↓↓↓
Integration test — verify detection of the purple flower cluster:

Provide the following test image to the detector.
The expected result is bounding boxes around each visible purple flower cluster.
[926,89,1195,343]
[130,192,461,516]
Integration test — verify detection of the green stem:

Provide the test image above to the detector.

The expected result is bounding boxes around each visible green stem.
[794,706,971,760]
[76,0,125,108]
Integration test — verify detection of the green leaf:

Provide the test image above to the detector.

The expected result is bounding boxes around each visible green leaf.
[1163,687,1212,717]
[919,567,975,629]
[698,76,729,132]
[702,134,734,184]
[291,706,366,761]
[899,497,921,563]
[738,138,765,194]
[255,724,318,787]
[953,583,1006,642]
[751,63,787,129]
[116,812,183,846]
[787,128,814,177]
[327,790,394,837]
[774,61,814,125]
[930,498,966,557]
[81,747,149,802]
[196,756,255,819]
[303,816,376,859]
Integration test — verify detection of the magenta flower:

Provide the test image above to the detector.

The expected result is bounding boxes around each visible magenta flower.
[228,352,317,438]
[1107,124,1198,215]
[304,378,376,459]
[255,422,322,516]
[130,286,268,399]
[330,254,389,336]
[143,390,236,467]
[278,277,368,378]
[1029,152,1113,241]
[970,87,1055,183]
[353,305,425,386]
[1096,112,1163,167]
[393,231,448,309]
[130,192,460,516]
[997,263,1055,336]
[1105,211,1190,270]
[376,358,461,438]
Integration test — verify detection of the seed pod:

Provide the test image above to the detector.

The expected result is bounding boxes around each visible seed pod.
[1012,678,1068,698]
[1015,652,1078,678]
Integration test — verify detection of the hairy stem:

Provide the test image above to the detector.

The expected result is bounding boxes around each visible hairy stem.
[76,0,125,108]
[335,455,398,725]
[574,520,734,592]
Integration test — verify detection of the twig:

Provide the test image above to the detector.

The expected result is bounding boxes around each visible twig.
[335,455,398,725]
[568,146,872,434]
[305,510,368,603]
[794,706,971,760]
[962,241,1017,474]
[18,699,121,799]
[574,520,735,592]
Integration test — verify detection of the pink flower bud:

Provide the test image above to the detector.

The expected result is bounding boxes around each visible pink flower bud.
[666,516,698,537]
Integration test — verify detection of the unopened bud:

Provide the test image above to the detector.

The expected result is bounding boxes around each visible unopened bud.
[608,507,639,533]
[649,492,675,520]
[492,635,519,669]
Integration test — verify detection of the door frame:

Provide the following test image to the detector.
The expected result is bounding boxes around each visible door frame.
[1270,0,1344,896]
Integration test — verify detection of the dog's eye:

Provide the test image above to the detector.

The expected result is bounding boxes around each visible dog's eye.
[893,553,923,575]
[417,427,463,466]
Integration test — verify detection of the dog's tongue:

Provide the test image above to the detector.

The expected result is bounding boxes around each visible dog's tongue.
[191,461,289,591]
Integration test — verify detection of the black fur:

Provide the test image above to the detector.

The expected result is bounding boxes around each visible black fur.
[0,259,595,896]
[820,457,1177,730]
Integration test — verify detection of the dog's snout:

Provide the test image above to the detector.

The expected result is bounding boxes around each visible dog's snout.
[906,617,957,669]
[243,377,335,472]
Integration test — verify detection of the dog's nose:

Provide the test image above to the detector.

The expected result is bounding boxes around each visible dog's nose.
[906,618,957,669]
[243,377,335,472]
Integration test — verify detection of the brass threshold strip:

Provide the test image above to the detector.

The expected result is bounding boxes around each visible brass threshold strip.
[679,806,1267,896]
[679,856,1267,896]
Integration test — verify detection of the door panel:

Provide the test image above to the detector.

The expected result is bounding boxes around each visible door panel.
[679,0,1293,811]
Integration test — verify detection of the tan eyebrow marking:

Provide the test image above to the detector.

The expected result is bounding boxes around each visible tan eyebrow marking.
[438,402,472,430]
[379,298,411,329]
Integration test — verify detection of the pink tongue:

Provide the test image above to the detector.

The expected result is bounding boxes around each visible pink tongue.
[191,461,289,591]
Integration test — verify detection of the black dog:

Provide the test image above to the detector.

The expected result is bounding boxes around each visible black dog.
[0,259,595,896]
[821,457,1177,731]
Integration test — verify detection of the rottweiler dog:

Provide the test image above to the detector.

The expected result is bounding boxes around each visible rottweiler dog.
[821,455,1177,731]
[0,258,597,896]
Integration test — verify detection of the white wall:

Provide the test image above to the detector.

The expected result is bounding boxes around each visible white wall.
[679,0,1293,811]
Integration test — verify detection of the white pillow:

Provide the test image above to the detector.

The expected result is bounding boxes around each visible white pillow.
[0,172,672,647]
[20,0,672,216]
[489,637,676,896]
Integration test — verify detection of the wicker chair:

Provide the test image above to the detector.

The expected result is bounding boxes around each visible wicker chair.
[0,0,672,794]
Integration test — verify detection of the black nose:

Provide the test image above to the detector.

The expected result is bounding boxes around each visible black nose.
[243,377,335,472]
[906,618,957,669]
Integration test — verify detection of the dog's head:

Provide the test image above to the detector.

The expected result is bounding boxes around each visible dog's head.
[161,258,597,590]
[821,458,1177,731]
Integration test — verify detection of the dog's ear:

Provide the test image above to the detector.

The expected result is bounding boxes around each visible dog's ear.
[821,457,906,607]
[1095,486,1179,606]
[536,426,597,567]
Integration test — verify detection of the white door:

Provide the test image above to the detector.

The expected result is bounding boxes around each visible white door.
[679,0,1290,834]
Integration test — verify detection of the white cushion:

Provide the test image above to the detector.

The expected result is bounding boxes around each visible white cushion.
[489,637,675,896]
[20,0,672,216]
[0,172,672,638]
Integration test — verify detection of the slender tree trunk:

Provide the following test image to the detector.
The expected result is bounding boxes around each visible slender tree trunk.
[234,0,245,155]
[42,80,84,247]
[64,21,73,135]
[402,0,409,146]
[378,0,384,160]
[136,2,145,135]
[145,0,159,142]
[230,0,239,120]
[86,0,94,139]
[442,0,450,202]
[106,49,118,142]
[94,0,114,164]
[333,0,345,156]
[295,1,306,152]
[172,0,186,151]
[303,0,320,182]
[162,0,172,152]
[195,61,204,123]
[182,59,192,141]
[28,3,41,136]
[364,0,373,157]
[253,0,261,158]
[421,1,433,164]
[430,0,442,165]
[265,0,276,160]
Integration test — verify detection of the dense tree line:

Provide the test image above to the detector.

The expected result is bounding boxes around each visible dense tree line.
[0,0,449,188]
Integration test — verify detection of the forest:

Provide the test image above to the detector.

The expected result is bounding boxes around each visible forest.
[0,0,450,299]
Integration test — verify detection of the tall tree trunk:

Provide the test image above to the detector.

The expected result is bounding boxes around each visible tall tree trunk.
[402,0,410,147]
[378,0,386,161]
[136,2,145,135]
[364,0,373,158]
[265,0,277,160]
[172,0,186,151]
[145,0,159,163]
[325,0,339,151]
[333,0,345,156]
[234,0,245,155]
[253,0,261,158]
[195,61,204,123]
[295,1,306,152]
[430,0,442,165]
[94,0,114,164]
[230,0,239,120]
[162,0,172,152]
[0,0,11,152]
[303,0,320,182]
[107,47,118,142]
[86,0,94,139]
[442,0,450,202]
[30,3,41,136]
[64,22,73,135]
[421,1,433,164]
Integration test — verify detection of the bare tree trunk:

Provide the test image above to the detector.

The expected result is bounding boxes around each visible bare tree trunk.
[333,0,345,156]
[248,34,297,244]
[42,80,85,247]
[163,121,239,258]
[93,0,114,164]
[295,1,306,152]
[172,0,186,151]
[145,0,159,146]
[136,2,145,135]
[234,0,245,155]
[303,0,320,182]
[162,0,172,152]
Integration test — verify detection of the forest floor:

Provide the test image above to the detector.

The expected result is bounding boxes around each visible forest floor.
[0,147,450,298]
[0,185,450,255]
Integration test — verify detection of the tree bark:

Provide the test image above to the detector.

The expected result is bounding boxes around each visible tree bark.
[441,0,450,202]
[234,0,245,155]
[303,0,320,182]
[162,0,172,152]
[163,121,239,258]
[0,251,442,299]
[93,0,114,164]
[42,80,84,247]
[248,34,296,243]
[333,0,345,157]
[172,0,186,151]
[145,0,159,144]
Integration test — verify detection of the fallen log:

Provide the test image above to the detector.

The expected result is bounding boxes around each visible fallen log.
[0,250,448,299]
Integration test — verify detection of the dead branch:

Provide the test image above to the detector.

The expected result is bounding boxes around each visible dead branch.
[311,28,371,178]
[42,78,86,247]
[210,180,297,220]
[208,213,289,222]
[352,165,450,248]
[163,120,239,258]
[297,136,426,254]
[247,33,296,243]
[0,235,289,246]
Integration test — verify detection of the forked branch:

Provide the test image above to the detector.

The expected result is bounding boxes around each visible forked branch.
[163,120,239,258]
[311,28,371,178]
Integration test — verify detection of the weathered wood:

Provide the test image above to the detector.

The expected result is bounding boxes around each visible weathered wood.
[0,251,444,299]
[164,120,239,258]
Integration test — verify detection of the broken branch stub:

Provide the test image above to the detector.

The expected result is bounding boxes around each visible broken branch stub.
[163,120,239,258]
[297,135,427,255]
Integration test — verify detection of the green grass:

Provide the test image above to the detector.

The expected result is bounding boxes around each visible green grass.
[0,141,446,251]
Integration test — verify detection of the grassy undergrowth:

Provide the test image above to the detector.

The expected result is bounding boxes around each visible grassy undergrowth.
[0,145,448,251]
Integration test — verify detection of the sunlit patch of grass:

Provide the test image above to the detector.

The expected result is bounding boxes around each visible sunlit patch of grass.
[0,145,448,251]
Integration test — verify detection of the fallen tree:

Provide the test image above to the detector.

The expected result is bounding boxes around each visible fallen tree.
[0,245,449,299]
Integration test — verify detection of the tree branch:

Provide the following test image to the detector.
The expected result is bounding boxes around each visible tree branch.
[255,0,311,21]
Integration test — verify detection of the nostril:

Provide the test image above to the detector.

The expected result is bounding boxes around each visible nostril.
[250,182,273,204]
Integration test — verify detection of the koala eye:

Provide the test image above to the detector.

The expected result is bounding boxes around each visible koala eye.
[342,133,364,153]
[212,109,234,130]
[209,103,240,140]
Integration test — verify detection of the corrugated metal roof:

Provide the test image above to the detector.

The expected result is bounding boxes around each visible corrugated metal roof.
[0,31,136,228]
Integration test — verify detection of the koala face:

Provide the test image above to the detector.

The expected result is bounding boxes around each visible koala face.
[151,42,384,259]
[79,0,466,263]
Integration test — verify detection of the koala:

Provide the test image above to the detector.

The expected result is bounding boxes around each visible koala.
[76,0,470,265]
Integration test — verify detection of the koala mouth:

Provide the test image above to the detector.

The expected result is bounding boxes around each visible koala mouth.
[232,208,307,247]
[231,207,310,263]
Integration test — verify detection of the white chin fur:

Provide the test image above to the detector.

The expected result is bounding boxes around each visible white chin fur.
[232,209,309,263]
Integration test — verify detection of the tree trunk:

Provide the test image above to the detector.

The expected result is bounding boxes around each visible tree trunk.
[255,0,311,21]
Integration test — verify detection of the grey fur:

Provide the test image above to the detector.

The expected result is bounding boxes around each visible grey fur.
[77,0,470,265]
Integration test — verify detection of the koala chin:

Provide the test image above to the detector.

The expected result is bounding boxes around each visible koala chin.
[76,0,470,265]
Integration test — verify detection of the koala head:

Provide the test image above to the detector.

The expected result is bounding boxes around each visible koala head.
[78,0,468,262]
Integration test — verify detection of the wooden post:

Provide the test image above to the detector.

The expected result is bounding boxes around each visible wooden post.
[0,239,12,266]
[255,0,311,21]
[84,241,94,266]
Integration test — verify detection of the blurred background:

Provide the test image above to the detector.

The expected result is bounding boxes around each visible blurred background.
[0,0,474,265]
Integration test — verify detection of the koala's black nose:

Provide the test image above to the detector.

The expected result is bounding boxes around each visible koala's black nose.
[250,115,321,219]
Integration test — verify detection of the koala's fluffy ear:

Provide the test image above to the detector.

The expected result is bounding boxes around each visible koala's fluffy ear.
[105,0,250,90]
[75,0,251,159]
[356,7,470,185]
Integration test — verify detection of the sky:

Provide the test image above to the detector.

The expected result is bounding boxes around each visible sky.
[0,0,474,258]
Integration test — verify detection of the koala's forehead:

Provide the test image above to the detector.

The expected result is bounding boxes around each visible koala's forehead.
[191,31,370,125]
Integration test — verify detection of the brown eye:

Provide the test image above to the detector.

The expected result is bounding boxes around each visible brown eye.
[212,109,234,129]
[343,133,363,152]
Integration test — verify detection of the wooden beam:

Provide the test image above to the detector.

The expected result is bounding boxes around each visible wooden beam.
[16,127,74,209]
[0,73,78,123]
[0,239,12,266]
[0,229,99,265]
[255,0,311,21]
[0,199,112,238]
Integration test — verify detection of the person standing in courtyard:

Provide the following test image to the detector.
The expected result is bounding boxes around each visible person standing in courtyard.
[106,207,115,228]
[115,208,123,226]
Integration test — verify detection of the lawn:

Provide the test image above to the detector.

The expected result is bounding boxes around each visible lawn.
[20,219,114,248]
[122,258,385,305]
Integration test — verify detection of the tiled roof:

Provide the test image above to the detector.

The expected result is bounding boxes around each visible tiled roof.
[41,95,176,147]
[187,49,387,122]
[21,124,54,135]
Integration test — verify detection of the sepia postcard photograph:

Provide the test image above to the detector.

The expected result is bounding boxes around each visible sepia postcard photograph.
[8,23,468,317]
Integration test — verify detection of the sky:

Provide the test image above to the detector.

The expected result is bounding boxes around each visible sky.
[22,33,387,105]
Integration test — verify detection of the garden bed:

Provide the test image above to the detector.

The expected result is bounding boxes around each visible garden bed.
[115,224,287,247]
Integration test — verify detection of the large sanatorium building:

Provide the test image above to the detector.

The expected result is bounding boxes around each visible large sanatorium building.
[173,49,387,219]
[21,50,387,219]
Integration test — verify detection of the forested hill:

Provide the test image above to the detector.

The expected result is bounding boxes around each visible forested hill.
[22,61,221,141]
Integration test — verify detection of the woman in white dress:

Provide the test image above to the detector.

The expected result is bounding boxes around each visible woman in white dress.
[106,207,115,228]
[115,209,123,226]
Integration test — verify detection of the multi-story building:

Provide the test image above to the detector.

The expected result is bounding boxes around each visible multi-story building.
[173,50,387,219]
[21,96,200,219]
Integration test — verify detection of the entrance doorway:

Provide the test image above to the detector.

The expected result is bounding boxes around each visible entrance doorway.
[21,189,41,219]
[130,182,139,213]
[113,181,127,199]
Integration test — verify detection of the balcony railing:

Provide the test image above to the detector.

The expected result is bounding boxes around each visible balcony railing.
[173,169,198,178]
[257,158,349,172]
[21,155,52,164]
↑↑↑
• _WORK TO BE COMPLETED_
Copy the records verbatim, from their first line through the line containing "[303,816,376,859]", with both of those lines included.

• _EXERCISE OUTPUT_
Integration test — verify detection of the purple flower cluster:

Provide the following test image to the detector.
The expected result is bounding boxes around each visible purple flower cluster.
[926,89,1195,343]
[130,192,461,516]
Integration test — verify detection of the green stem:

Provide the test image above to the detector.

The expected result is bounding boxes around each visible green stem.
[794,706,971,760]
[76,0,125,108]
Integration test — verify detection of the green leaf:

Provide the test image above to the detector.

The expected result is bounding boxes around each visible green leaf.
[1163,687,1212,717]
[919,567,975,629]
[698,76,729,132]
[702,134,734,184]
[291,706,366,761]
[899,497,921,563]
[738,138,765,194]
[255,724,318,787]
[953,583,1006,642]
[751,63,787,129]
[116,812,183,846]
[787,128,814,177]
[327,790,394,837]
[774,61,814,125]
[930,498,966,557]
[81,747,149,802]
[196,756,255,819]
[303,816,376,859]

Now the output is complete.